** PASSAGE PROVIDED **
For example, using curl or pasting the URL into your browser for Canis lupis familiaris looks as follows:

Link:
https://www.ebi.ac.uk/ena/taxonomy/rest/scientific-name/canis%20lupus%20familiaris
> curl "https://www.ebi.ac.uk/ena/taxonomy/rest/scientific-name/canis%20lupus%20familiaris"
[
  {
   "taxId" : "9615",
   "scientificName" : "Canis lupus familiaris",
   "commonName" : "dog",
   "formalName" : "true",
   "rank" : "subspecies",
   "division" : "MAM",
   "lineage" : "Eukaryota; Metazoa; Chordata; Craniata; Vertebrata; Euteleostomi; Mammalia; Eutheria; Laurasiatheria; Carnivora; Caniformia; Canidae; Canis; ",
   "geneticCode" : "1",
   "mitochondrialGeneticCode" : "2",
   "submittable" : "true"
  }
]

Please see our guide on exploring taxonomy for more advice on exploring our taxonomy services programmatically.

Environmental Taxonomic Classifications

Environmental Biome-Level Taxonomy

Every sample object in ENA must have a taxonomic classification assigned to it. Environmental samples can not be described with a single organism identifier because they represent an environment with an unknown variety and number of organisms.

** RAW DATA **
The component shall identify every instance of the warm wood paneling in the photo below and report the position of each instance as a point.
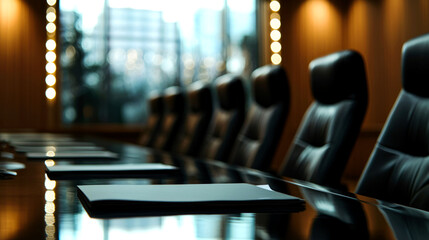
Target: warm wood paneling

** EXERCISE 1 **
Answer these questions from the ENA taxonomy passage:
(a) What common name does the returned record give for Canis lupus familiaris?
(b) What rank does that record list?
(c) What do environmental samples represent, according to the section on environmental taxonomic classifications?
** EXERCISE 2 **
Based on the ENA taxonomy passage, decide whether each statement is correct:
(a) The taxId returned for Canis lupus familiaris is 9615.
(b) The record lists 1 as the mitochondrial genetic code.
(c) Environmental samples in ENA may go without a taxonomic classification.

** TASK RESPONSE 1 **
(a) Dog.
(b) Subspecies.
(c) They represent an environment with an unknown variety and number of organisms.

** TASK RESPONSE 2 **
(a) Yes: "taxId" : "9615"
(b) No: "mitochondrialGeneticCode" : "2"
(c) No: "Every sample object in ENA must have a taxonomic classification assigned to it."